[start of Selected excerpt]

Prior art insertable PC systems require a special tubing joint with an internally protruding welded pin to insure that the assembly does not rotate. The pin to seating nipple distance limits the length of the pump assembly. The improved insertable PC pump assembly requires no special tubing joint with an internally protruding, welded pin to insure that the assembly does not rotate. The torque restraining subassembly, which is an integral part of the insertable pump unit, is used to releasably grip the interior of the tubing thereby preventing rotation of the stator assembly during operation. The improved insertable PC pump assembly can be removed, the length can be varied thereby allowing changes in volumetric displacement and/or lift capacity, and the assembly can be reinstalled in the same seating nipple as long as the outside diameter of the insertable PC pump assembly is compatible with the dimensions of the seating nipple. This is possible because the torque restraining assembly can releasably grip the interior of tubing at any axial position. No restraining pin is required. The pump can be removed and adjustments in volumetric displacement and/or lift capacity can be made by varying pump length and without having to remove tubing and altering the spacing between a seating nipple and a no turn pin as in prior art systems.

Since the previously discussed prior art insertable PC pump assembly picks up from the top of the rotor, the flush extension tube is required. Furthermore, the flush tube must be at least as long as the rotor. The stator/rotor subsection must, therefore, be at least twice as long as the stator. The improved PC pump assembly picks up from the bottom of the rotor, therefore no flush tube is required. When configured for flushing, the rotor extends substantially into the production tubing thereby allowing the length of the improved pump assembly to be reduced to almost half the length of the prior art system. The improved insertable PC pump can therefore be fabricated for larger production volumes and higher lifts within a tightly constrained operating envelope defined by outside diameter and length.

The improved insertable PC pump assembly contains fewer special parts and therefore is less costly to manufacture, to operate, and to maintain.

BRIEF DESCRIPTION OF THE DRAWINGS

So that the manner in which the above recited features, advantages and objects of the present invention are attained and can be understood in detail, a more particular description of the invention, briefly summarized above, may be had by reference to the embodiments thereof which are illustrated in the appended drawings.

It is to be noted, however, that the appended drawings illustrate only typical embodiments of this invention and are therefore not to be considered limiting of its scope, for the invention may admit to other equally effective embodiments.

FIG. 1 illustrates a prior art insertable PC pump system.

FIG. 2a illustrates the prior art PC pump system being inserted into a borehole.

FIG. 2b illustrates the prior art PC pump system being seated within the borehole.

FIG. 2c illustrates the prior art PC pump system being operated within the borehole.

FIG. 2d illustrates the prior art PC pump system being flushed.

FIG. 2e illustrates the prior art PC pump system being removed from the borehole.

FIG. 3 illustrates an improved insertable PC pump system.

FIG. 4a illustrates the improved PC pump system being inserted into a borehole.

FIG. 4b illustrates the improved PC pump system being seated within the borehole.

FIG. 4c illustrates the improved PC pump system being operated within the borehole.

[end of Selected excerpt]
[start of Entries shown]

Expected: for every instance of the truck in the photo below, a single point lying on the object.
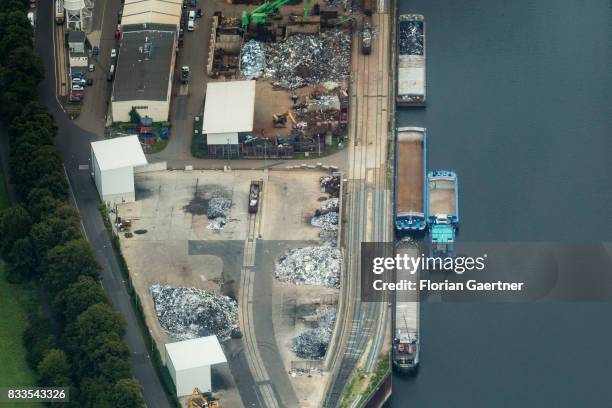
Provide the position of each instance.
(366, 36)
(59, 12)
(184, 75)
(443, 210)
(406, 309)
(254, 193)
(410, 190)
(411, 81)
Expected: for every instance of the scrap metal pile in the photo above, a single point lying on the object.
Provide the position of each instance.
(313, 265)
(312, 344)
(299, 60)
(217, 206)
(330, 185)
(188, 313)
(327, 216)
(411, 38)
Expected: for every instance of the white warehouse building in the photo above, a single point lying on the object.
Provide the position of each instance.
(189, 363)
(113, 163)
(144, 72)
(152, 11)
(229, 112)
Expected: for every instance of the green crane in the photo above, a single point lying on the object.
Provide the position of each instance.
(260, 14)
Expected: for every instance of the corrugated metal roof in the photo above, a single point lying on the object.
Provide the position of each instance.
(118, 153)
(203, 351)
(230, 107)
(152, 11)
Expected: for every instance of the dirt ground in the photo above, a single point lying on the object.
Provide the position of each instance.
(173, 246)
(291, 309)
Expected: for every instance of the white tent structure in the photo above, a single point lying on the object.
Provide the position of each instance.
(189, 363)
(113, 163)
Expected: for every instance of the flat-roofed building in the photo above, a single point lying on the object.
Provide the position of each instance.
(144, 72)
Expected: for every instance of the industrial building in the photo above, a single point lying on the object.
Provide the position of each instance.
(189, 363)
(144, 71)
(113, 163)
(152, 12)
(228, 113)
(76, 46)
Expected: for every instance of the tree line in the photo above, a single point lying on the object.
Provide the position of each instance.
(80, 343)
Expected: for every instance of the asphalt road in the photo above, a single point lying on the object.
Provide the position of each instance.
(73, 143)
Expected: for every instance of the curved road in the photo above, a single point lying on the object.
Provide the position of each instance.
(73, 142)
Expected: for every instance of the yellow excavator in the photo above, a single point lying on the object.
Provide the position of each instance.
(198, 400)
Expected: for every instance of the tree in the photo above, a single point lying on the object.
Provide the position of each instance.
(77, 297)
(96, 320)
(67, 262)
(54, 369)
(15, 223)
(61, 226)
(21, 261)
(134, 116)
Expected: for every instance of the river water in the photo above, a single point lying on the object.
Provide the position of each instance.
(520, 105)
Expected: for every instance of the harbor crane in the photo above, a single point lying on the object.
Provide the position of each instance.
(262, 13)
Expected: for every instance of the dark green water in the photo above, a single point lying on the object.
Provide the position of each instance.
(520, 106)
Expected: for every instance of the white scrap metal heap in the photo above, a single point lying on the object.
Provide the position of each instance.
(313, 265)
(188, 313)
(299, 60)
(312, 344)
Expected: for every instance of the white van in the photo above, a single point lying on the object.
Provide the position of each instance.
(31, 17)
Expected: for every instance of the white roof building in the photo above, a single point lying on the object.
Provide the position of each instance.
(113, 163)
(189, 363)
(229, 110)
(152, 11)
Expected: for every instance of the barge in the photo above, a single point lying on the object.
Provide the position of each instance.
(411, 61)
(406, 308)
(443, 211)
(410, 190)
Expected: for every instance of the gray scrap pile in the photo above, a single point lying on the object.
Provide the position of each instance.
(331, 205)
(312, 344)
(299, 60)
(330, 185)
(313, 265)
(327, 216)
(411, 37)
(217, 207)
(252, 59)
(188, 313)
(328, 221)
(335, 3)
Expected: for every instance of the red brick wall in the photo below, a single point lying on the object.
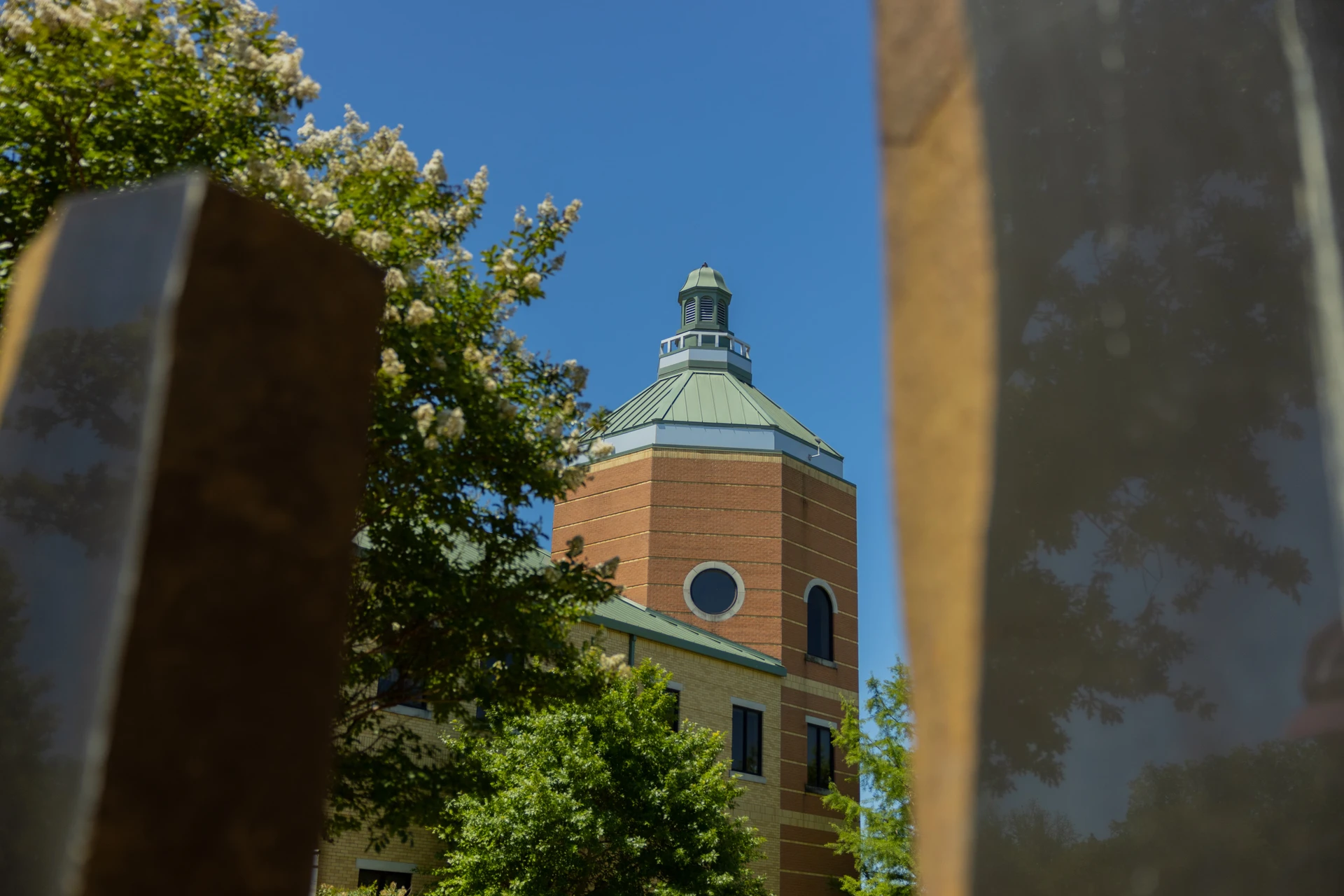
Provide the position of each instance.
(778, 523)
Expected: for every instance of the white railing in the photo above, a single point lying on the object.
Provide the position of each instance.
(705, 339)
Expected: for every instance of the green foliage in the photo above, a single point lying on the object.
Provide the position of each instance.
(391, 890)
(470, 430)
(879, 832)
(603, 798)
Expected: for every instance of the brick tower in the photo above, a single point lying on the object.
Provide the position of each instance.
(732, 516)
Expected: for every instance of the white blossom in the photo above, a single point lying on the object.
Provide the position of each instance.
(578, 375)
(479, 183)
(375, 241)
(435, 171)
(424, 416)
(254, 58)
(426, 219)
(452, 424)
(286, 65)
(419, 314)
(400, 158)
(296, 179)
(305, 90)
(504, 262)
(17, 24)
(391, 365)
(50, 14)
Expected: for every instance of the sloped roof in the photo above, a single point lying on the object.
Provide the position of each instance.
(622, 614)
(707, 397)
(705, 277)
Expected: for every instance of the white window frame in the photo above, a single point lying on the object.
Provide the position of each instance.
(714, 617)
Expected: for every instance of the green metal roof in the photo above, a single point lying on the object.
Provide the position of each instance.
(707, 397)
(622, 614)
(705, 277)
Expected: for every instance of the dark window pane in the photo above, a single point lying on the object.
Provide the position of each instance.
(820, 757)
(713, 592)
(820, 643)
(390, 680)
(752, 761)
(381, 879)
(738, 736)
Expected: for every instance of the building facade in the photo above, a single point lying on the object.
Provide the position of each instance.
(733, 519)
(737, 538)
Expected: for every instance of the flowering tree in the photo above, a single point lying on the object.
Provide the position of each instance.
(470, 430)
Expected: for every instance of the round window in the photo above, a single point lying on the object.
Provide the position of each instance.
(714, 592)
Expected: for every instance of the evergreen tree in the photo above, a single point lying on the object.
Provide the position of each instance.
(879, 830)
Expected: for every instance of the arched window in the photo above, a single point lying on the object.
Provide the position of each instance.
(820, 629)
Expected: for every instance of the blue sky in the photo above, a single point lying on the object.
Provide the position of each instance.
(734, 133)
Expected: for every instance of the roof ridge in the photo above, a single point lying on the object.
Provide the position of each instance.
(730, 645)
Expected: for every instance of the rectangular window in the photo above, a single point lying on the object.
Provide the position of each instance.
(508, 663)
(381, 879)
(820, 757)
(746, 741)
(388, 682)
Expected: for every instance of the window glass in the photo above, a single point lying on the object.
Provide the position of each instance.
(388, 682)
(820, 641)
(820, 757)
(746, 741)
(381, 879)
(714, 592)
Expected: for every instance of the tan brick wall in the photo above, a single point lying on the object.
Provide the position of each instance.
(780, 805)
(336, 862)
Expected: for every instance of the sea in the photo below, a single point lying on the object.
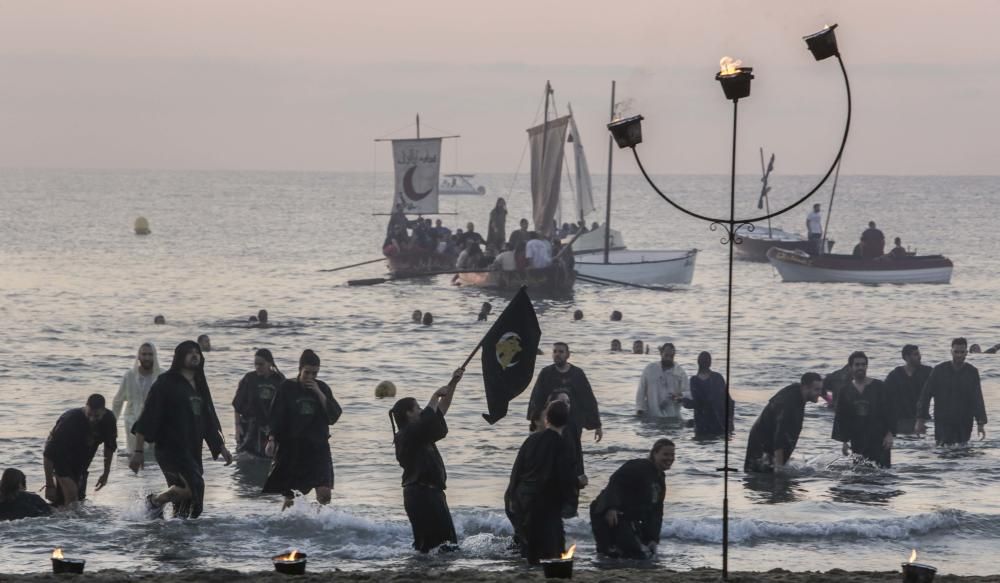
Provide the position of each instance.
(79, 291)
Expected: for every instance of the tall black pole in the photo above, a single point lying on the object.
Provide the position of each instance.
(729, 344)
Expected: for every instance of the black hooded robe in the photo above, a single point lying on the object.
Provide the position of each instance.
(958, 400)
(252, 402)
(541, 483)
(905, 392)
(72, 445)
(177, 418)
(636, 490)
(424, 478)
(301, 430)
(863, 419)
(777, 427)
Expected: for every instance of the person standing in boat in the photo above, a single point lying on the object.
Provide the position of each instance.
(814, 227)
(872, 242)
(955, 388)
(424, 474)
(662, 387)
(905, 383)
(864, 420)
(496, 231)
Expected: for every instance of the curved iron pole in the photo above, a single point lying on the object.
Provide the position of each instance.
(733, 221)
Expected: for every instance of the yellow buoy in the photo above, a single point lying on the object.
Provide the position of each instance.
(385, 389)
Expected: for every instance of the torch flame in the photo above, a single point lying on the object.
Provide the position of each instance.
(729, 66)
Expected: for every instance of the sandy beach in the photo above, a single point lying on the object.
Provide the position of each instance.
(516, 576)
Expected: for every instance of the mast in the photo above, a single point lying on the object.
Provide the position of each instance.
(545, 135)
(607, 208)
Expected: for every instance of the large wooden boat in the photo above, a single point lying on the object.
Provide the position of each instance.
(799, 266)
(556, 279)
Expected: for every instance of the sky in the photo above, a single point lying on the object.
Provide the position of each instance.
(309, 84)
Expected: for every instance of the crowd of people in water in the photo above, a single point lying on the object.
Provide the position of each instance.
(170, 415)
(468, 250)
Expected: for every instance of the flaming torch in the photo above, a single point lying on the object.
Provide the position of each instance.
(561, 568)
(60, 564)
(914, 572)
(291, 563)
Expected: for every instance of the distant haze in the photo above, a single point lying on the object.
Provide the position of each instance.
(307, 85)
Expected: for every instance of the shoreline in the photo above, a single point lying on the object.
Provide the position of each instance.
(421, 575)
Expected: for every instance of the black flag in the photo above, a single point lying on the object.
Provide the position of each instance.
(508, 352)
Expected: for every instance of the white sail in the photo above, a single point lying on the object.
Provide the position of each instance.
(584, 190)
(547, 147)
(417, 163)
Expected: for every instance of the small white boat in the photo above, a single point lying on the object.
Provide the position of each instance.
(460, 184)
(799, 266)
(638, 267)
(594, 241)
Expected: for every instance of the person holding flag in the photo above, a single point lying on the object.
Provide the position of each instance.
(424, 475)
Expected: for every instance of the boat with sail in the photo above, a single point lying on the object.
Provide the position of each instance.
(612, 263)
(547, 144)
(416, 165)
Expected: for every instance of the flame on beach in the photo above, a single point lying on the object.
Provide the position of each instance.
(729, 66)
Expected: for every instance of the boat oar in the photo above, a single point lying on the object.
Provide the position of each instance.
(354, 265)
(378, 280)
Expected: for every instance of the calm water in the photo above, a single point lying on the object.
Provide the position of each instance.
(78, 292)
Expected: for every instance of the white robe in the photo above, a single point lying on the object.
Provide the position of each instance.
(656, 386)
(131, 396)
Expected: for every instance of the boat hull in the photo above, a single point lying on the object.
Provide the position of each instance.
(415, 262)
(551, 280)
(639, 267)
(797, 266)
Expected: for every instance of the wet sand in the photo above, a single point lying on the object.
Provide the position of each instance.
(515, 576)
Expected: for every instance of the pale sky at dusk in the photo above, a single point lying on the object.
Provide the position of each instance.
(307, 85)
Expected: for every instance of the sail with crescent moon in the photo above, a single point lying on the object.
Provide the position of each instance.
(547, 150)
(417, 163)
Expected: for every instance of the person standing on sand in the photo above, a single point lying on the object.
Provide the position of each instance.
(177, 418)
(303, 411)
(71, 447)
(134, 389)
(424, 474)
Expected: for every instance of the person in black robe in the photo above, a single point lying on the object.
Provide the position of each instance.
(177, 418)
(627, 515)
(15, 500)
(541, 483)
(561, 374)
(71, 447)
(252, 404)
(865, 419)
(424, 474)
(958, 399)
(905, 383)
(775, 434)
(301, 416)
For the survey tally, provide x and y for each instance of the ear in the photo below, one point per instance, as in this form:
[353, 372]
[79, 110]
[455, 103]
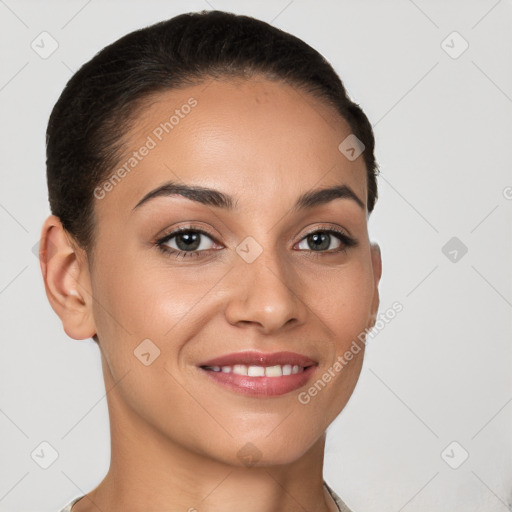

[end of Entries shown]

Reproduce the passage from the pump patent excerpt, starting at "FIG. 2a illustrates" and ending at "improved insertable PC pump system.". Rely only on the pump patent excerpt.

# Response to the task
FIG. 2a illustrates the prior art PC pump system being inserted into a borehole.

FIG. 2b illustrates the prior art PC pump system being seated within the borehole.

FIG. 2c illustrates the prior art PC pump system being operated within the borehole.

FIG. 2d illustrates the prior art PC pump system being flushed.

FIG. 2e illustrates the prior art PC pump system being removed from the borehole.

FIG. 3 illustrates an improved insertable PC pump system.